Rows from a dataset
....................

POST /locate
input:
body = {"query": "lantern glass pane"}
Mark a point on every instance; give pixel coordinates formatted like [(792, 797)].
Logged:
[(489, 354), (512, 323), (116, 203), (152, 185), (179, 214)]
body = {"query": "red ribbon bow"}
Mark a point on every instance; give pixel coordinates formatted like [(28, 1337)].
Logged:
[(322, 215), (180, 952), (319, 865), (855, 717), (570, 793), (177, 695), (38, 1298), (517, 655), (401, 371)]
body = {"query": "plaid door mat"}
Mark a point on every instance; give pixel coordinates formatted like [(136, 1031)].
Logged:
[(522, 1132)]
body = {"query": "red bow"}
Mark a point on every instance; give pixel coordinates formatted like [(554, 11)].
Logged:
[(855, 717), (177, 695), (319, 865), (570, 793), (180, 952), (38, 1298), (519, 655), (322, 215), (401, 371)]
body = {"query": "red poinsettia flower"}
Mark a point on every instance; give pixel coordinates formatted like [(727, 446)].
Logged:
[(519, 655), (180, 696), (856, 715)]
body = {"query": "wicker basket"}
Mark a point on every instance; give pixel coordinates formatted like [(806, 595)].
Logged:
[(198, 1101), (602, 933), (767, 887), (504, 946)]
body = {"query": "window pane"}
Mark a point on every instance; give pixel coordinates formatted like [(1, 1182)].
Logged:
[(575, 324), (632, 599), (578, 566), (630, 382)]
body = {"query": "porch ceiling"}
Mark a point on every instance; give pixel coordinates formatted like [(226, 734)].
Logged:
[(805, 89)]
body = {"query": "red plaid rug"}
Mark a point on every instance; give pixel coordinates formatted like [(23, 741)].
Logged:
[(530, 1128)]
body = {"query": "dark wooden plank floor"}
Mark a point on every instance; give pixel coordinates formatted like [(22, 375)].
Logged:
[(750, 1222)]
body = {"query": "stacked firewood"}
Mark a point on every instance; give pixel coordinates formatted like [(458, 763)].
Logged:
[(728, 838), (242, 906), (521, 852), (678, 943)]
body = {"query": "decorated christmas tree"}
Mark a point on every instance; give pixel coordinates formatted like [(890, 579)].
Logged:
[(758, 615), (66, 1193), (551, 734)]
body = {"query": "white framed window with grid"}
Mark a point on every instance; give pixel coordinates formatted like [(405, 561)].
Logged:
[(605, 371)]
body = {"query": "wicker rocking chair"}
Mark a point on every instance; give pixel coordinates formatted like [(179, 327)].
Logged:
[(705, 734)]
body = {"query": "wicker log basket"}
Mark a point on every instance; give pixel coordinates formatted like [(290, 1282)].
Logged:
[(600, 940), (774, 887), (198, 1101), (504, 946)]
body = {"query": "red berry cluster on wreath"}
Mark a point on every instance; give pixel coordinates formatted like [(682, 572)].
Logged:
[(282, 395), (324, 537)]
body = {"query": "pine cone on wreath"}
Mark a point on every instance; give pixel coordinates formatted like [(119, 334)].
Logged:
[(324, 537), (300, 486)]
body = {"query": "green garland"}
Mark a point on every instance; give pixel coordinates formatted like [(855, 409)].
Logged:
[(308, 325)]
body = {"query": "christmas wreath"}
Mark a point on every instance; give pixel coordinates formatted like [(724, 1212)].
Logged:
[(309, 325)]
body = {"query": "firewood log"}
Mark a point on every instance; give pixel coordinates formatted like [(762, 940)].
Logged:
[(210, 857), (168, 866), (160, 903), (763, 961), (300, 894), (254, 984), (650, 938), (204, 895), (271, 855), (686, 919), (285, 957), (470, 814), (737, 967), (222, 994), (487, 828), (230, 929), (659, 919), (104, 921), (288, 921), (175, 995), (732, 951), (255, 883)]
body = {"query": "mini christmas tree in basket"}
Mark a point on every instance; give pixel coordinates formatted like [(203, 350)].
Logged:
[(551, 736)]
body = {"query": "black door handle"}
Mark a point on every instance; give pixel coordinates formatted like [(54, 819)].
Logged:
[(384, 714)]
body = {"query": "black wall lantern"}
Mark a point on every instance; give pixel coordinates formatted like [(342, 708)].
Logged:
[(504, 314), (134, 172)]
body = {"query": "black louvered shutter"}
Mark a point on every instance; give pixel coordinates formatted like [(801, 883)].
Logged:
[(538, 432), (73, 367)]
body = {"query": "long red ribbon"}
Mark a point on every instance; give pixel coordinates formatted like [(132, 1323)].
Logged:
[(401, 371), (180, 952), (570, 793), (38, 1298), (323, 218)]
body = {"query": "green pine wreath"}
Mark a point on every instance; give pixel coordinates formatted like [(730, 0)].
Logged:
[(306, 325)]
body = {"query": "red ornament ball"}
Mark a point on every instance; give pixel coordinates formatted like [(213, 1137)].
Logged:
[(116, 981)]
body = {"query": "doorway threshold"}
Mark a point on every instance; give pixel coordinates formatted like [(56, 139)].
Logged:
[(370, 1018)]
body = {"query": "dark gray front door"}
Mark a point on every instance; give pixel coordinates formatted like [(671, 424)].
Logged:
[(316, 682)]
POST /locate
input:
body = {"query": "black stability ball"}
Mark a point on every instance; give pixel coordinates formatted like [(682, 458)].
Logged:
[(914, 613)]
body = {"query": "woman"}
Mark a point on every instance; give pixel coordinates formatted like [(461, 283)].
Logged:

....................

▸ **Stated task**: Convert every line of the rows above into a numbered list, omitting any blank lines.

▸ **Answer to this exercise**:
1. POST /locate
2. input:
3. body = {"query": "lantern glass pane"}
4. Mark a point on every instance; give pixel coordinates formatted like [(792, 797)].
5. Logged:
6. [(489, 354), (512, 323), (116, 203), (152, 185), (179, 214)]
7. body = {"query": "red ribbon bow"}
8. Mark a point on every instance; give pixel coordinates formatted like [(28, 1337)].
9. Logged:
10. [(322, 215), (180, 952), (319, 865), (855, 717), (570, 793), (177, 695), (38, 1298), (517, 655), (401, 371)]
11. body = {"query": "plaid door mat"}
12. Mark a point on every instance; give pixel coordinates formatted like [(136, 1031)].
13. Logged:
14. [(522, 1132)]
15. body = {"query": "red bow"}
16. Mark a point on every instance; give pixel coordinates formatted like [(554, 11)].
17. Logged:
18. [(855, 717), (177, 695), (319, 865), (570, 793), (180, 952), (38, 1298), (519, 655), (322, 215), (401, 371)]
19. body = {"query": "red poinsettia flower"}
20. Mark a point on every instance; give pixel coordinates formatted like [(727, 446)].
21. Logged:
22. [(519, 655), (180, 696), (856, 715)]
23. body = {"query": "wicker basket"}
24. Mark a point on every instance; give pixel coordinates formatted like [(806, 595)].
25. Logged:
26. [(198, 1101), (602, 933), (767, 887), (504, 946)]
27. body = {"query": "window pane"}
28. Mark a point on every instance; give pixel coordinates formatted like [(1, 1182)].
29. Logged:
30. [(575, 324), (632, 599), (578, 566), (630, 382)]
31. body = {"query": "porch ceiling"}
32. Mark a point on every instance; give pixel coordinates formatted like [(226, 734)].
33. Logged:
34. [(805, 89)]
35. body = {"query": "red plaid rug"}
36. Mark a point on every instance; give pixel coordinates formatted like [(23, 741)].
37. Logged:
38. [(530, 1128)]
39. body = {"query": "dark wooden plank floor"}
40. Mark a point on every instance; give pixel coordinates formatted like [(22, 375)].
41. Logged:
42. [(750, 1222)]
43. body = {"query": "stacked firewood"}
44. Mark a point on every instance; give pixel coordinates formatted like [(458, 763)].
45. Logged:
46. [(728, 838), (242, 906), (521, 852), (678, 943)]
47. body = {"query": "decorated christmas tree"}
48. Mark a point on every instance; give pixel coordinates formatted like [(890, 579)].
49. Logged:
50. [(758, 615), (66, 1193), (551, 734)]
51. body = {"query": "white framed window with grid"}
52. Mark a point on every instance; give pixel coordinates formatted like [(405, 561)].
53. Logged:
54. [(605, 371)]
55. body = {"query": "wicker rocking chair"}
56. Mark a point on every instance; give pixel coordinates formatted like [(179, 327)].
57. Logged:
58. [(705, 734)]
59. body = {"query": "wicker log basket"}
60. Mark a point on every instance; give pixel coordinates formatted like [(290, 1282)].
61. Logged:
62. [(600, 940), (774, 887), (198, 1101), (504, 946)]
63. body = {"query": "red berry cluster on wreath"}
64. Mark a point on every instance; give pixel coordinates formatted like [(682, 572)].
65. Logged:
66. [(282, 395), (324, 537)]
67. body = {"query": "pine cone on wreath"}
68. Mark a point on every instance; give pixel coordinates formatted like [(119, 334)].
69. Logged:
70. [(324, 537), (300, 486)]
71. body = {"query": "green garland"}
72. Mark a point on every instance; give pixel coordinates formatted like [(855, 409)].
73. Logged:
74. [(308, 325)]
75. body = {"query": "christmas wreath"}
76. Mark a point on every instance; give pixel coordinates formatted like [(724, 1212)].
77. Logged:
78. [(309, 325)]
79. body = {"query": "firewood log"}
80. Mark a point on every instance; give pixel coordinates formatted like [(762, 940)].
81. Logged:
82. [(210, 857), (168, 866), (160, 903), (763, 961), (300, 894), (254, 984), (650, 938), (204, 895), (271, 855), (686, 919), (285, 957), (470, 814), (737, 967), (222, 994), (487, 828), (230, 929), (659, 919), (104, 921), (288, 921), (175, 995), (732, 951), (255, 883)]
83. body = {"query": "mini christmas tree in basket"}
84. Mark a point on every instance; give pixel coordinates formatted like [(203, 350)].
85. Logged:
86. [(551, 736)]
87. body = {"query": "black door handle"}
88. Mark a point on every instance; give pixel coordinates formatted like [(54, 819)].
89. Logged:
90. [(384, 714)]
91. body = {"query": "black wall lantern"}
92. Mark a point on every instance; give pixel coordinates formatted like [(342, 708)].
93. Logged:
94. [(504, 314), (134, 172)]
95. body = {"query": "black louvered shutter"}
96. Mark a point on every instance; give pixel coordinates formatted like [(801, 883)].
97. Logged:
98. [(538, 432), (73, 367)]
99. body = {"query": "long red ribbon"}
100. Mark a point on every instance; give pixel coordinates formatted like [(132, 1323)].
101. Logged:
102. [(401, 371), (180, 952), (570, 793), (38, 1298), (323, 218)]
103. body = {"query": "green pine wreath"}
104. Mark a point on every instance; give pixel coordinates formatted like [(730, 0)].
105. Logged:
106. [(306, 325)]
107. body = {"query": "red ornament ball"}
108. Mark a point on every instance; give pixel coordinates formatted like [(213, 1137)].
109. Logged:
110. [(116, 981)]
111. body = {"query": "doorway threshold"}
112. Mark a point on every instance; give pixel coordinates formatted like [(56, 139)].
113. Logged:
114. [(370, 1018)]
115. body = {"query": "dark gray front door"}
116. Mark a point on every instance; give pixel coordinates formatted like [(671, 424)].
117. Logged:
118. [(316, 682)]
119. POST /locate
120. input:
121. body = {"query": "black stability ball"}
122. Mark a point on every instance; give pixel coordinates formatted like [(682, 458)].
123. Logged:
124. [(914, 613)]
125. body = {"query": "woman"}
126. Mark a point on every instance; give pixel coordinates formatted like [(461, 283)].
127. Logged:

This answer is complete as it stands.